■ **Directions**
Format every line of the records below as a numbered list, omitting any blank lines.

[Dataset rows showing where objects appear]
####################

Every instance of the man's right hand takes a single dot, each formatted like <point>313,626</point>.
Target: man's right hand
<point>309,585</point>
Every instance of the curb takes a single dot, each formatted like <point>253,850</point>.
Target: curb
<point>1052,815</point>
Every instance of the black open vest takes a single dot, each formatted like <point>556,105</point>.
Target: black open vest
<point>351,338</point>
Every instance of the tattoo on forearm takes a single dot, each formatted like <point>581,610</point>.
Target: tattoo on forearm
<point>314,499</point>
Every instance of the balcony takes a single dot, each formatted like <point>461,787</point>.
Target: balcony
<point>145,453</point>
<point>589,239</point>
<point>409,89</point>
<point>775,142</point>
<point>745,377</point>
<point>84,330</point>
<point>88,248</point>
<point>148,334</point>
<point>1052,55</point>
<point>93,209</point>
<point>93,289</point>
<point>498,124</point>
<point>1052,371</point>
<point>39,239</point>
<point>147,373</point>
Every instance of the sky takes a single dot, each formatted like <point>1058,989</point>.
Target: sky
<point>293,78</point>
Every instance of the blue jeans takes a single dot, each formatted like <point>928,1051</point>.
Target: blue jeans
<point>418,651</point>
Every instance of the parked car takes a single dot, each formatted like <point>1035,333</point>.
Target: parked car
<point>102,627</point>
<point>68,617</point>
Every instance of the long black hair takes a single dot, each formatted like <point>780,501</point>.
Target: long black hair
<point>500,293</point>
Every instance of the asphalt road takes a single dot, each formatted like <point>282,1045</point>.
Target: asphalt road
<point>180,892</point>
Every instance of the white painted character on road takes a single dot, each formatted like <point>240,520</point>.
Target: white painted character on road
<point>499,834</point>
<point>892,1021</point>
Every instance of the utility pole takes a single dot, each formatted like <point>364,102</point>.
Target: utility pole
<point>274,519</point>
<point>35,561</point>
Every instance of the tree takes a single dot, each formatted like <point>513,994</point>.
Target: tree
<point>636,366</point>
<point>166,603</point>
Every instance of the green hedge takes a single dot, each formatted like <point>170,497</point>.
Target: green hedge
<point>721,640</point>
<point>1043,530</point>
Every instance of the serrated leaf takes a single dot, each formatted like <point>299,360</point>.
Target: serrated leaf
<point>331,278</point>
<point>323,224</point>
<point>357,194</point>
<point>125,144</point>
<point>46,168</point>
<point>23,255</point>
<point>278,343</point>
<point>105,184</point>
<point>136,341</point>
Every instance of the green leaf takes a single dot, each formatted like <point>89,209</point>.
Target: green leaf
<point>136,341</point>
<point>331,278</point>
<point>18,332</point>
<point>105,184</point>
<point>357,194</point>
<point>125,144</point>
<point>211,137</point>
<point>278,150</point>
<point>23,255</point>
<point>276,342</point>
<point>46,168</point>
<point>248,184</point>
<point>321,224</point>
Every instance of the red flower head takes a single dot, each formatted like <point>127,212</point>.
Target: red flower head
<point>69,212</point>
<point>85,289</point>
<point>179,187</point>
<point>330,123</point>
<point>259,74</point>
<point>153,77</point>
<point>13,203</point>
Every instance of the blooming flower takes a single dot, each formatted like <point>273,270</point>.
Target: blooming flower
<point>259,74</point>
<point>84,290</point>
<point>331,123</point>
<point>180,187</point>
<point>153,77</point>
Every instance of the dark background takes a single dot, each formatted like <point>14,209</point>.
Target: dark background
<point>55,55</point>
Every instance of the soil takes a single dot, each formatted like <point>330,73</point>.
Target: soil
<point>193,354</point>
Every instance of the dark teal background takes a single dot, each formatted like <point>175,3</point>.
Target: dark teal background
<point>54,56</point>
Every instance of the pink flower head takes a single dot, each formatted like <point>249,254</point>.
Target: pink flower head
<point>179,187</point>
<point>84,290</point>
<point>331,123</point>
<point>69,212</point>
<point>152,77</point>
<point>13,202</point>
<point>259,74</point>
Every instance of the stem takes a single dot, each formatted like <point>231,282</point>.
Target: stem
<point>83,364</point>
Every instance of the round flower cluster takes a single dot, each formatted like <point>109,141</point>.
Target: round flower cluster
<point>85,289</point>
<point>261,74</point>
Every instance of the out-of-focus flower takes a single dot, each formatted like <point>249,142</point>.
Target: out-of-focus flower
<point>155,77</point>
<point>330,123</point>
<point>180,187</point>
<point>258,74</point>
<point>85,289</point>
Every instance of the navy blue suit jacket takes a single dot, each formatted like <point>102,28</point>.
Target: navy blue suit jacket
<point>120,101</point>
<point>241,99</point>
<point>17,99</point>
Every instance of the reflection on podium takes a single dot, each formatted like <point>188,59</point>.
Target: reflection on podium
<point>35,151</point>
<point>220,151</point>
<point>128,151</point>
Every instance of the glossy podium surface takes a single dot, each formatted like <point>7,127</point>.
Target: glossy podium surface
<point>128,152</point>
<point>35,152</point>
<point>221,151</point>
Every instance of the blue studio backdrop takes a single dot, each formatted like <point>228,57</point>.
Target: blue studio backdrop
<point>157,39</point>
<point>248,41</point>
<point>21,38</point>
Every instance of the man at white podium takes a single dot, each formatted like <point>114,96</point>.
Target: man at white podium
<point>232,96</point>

####################

■ **Solution to this exercise**
1. Every instance of the man's right hand takes a single dot, each formatted like <point>313,626</point>.
2. Target: man's right hand
3. <point>309,585</point>
4. Every instance of the curb takes a single dot, each formatted like <point>253,850</point>.
5. Target: curb
6. <point>1052,815</point>
7. Every instance of the black open vest takes a single dot, each formatted like <point>556,105</point>.
8. Target: black open vest
9. <point>351,338</point>
10. Every instance of the tattoo on forearm takes a single dot, each formatted like <point>581,610</point>.
11. Target: tattoo on forearm
12. <point>314,499</point>
13. Every instance of the balcony takes a single dot, each formatted like <point>461,787</point>.
14. Target: balcony
15. <point>145,453</point>
16. <point>589,239</point>
17. <point>409,89</point>
18. <point>775,142</point>
19. <point>745,377</point>
20. <point>84,330</point>
21. <point>88,248</point>
22. <point>148,334</point>
23. <point>1052,55</point>
24. <point>93,209</point>
25. <point>93,289</point>
26. <point>498,124</point>
27. <point>1052,371</point>
28. <point>39,239</point>
29. <point>147,373</point>
30. Every instance of the sky takes a single dot, each formatted like <point>1058,989</point>.
31. Target: sky
32. <point>293,78</point>
33. Every instance of the blue jeans takes a single dot, each formatted like <point>928,1051</point>.
34. Target: blue jeans
35. <point>418,651</point>
36. Every instance of the parked car takes a single dot, each formatted like <point>1035,333</point>.
37. Target: parked car
38. <point>102,627</point>
39. <point>68,617</point>
40. Every instance of the long black hair takes a single dot, each formatted like <point>780,501</point>.
41. Target: long black hair
42. <point>500,293</point>
43. Every instance of the asphalt road takes a single dot, each formatted like <point>282,1045</point>.
44. Target: asphalt road
45. <point>180,892</point>
46. Every instance of the white painted character on road takes a single dot, each formatted like <point>240,520</point>.
47. Target: white painted character on road
48. <point>499,834</point>
49. <point>892,1021</point>
50. Every instance of the utility pole takes a single dot, each formatted like <point>364,102</point>.
51. Target: utility pole
52. <point>274,519</point>
53. <point>35,561</point>
54. Every instance of the tree takes a single dot, each formatted like <point>513,994</point>.
55. Target: tree
56. <point>636,366</point>
57. <point>166,603</point>
58. Every instance of the green hedge takes a single dot, each formatted like <point>170,497</point>.
59. Target: green hedge
60. <point>721,640</point>
61. <point>1043,530</point>
62. Every instance of the serrated leaf takes a single dot, each formatted like <point>299,360</point>.
63. Target: serrated leaf
64. <point>331,278</point>
65. <point>323,224</point>
66. <point>357,194</point>
67. <point>125,144</point>
68. <point>46,168</point>
69. <point>23,255</point>
70. <point>278,343</point>
71. <point>105,184</point>
72. <point>136,341</point>
73. Every instance of the green leaf takes a single dot, each formatted like <point>89,209</point>.
74. Target: green leaf
75. <point>136,341</point>
76. <point>331,278</point>
77. <point>18,332</point>
78. <point>105,184</point>
79. <point>357,194</point>
80. <point>125,144</point>
81. <point>211,137</point>
82. <point>278,150</point>
83. <point>23,255</point>
84. <point>276,342</point>
85. <point>46,168</point>
86. <point>248,184</point>
87. <point>321,224</point>
88. Every instance of the red flower head takes a single dot, each formatted like <point>127,212</point>.
89. Target: red flower head
90. <point>69,212</point>
91. <point>85,289</point>
92. <point>179,187</point>
93. <point>330,123</point>
94. <point>259,74</point>
95. <point>153,77</point>
96. <point>13,203</point>
97. Every instance of the blooming flower takes a single dot, each formatted like <point>273,270</point>.
98. Target: blooming flower
99. <point>259,74</point>
100. <point>84,290</point>
101. <point>331,123</point>
102. <point>180,187</point>
103. <point>153,77</point>
104. Every instance of the dark background takes a single dot, each formatted like <point>14,209</point>.
105. Target: dark background
106. <point>55,55</point>
107. Every instance of the soil takes a single dot, each formatted like <point>330,73</point>.
108. Target: soil
109. <point>193,354</point>
110. Every instance of the dark teal background takes a single dot, each formatted like <point>175,3</point>.
111. Target: dark teal background
112. <point>54,56</point>
113. Every instance of the pink flower head takes a single dot, each formatted like <point>249,254</point>.
114. Target: pink flower head
115. <point>179,187</point>
116. <point>84,290</point>
117. <point>331,123</point>
118. <point>69,212</point>
119. <point>152,77</point>
120. <point>13,202</point>
121. <point>259,74</point>
122. Every instance of the stem takes a single dot, each formatted like <point>231,282</point>.
123. Target: stem
124. <point>83,364</point>
125. Every instance of the round flower cluster takes a single dot, each formatted like <point>109,141</point>.
126. Target: round flower cluster
127. <point>85,289</point>
128. <point>261,74</point>
129. Every instance of the out-of-focus flower takes a single dot, each formatted like <point>249,142</point>.
130. Target: out-of-focus flower
131. <point>155,77</point>
132. <point>330,123</point>
133. <point>180,187</point>
134. <point>258,74</point>
135. <point>85,289</point>
136. Every instance of the navy blue suit jacket takes a single dot, each formatted like <point>102,28</point>.
137. Target: navy blue suit jacket
138. <point>120,101</point>
139. <point>241,99</point>
140. <point>17,99</point>
141. Every instance of the reflection on podium takes a single dot, each formatted like <point>188,59</point>.
142. Target: reflection on podium
143. <point>35,151</point>
144. <point>220,151</point>
145. <point>128,151</point>
146. Every instance of the glossy podium surface takes a single dot, each formatted like <point>7,127</point>.
147. Target: glossy podium surface
148. <point>128,152</point>
149. <point>35,152</point>
150. <point>221,151</point>
151. Every instance of the blue studio backdrop takes a single dot, each formatted like <point>228,57</point>.
152. Target: blue studio backdrop
153. <point>157,39</point>
154. <point>248,41</point>
155. <point>21,38</point>
156. Every instance of the man at white podium takes a single dot, each formatted like <point>114,96</point>.
157. Target: man at white podium
158. <point>232,96</point>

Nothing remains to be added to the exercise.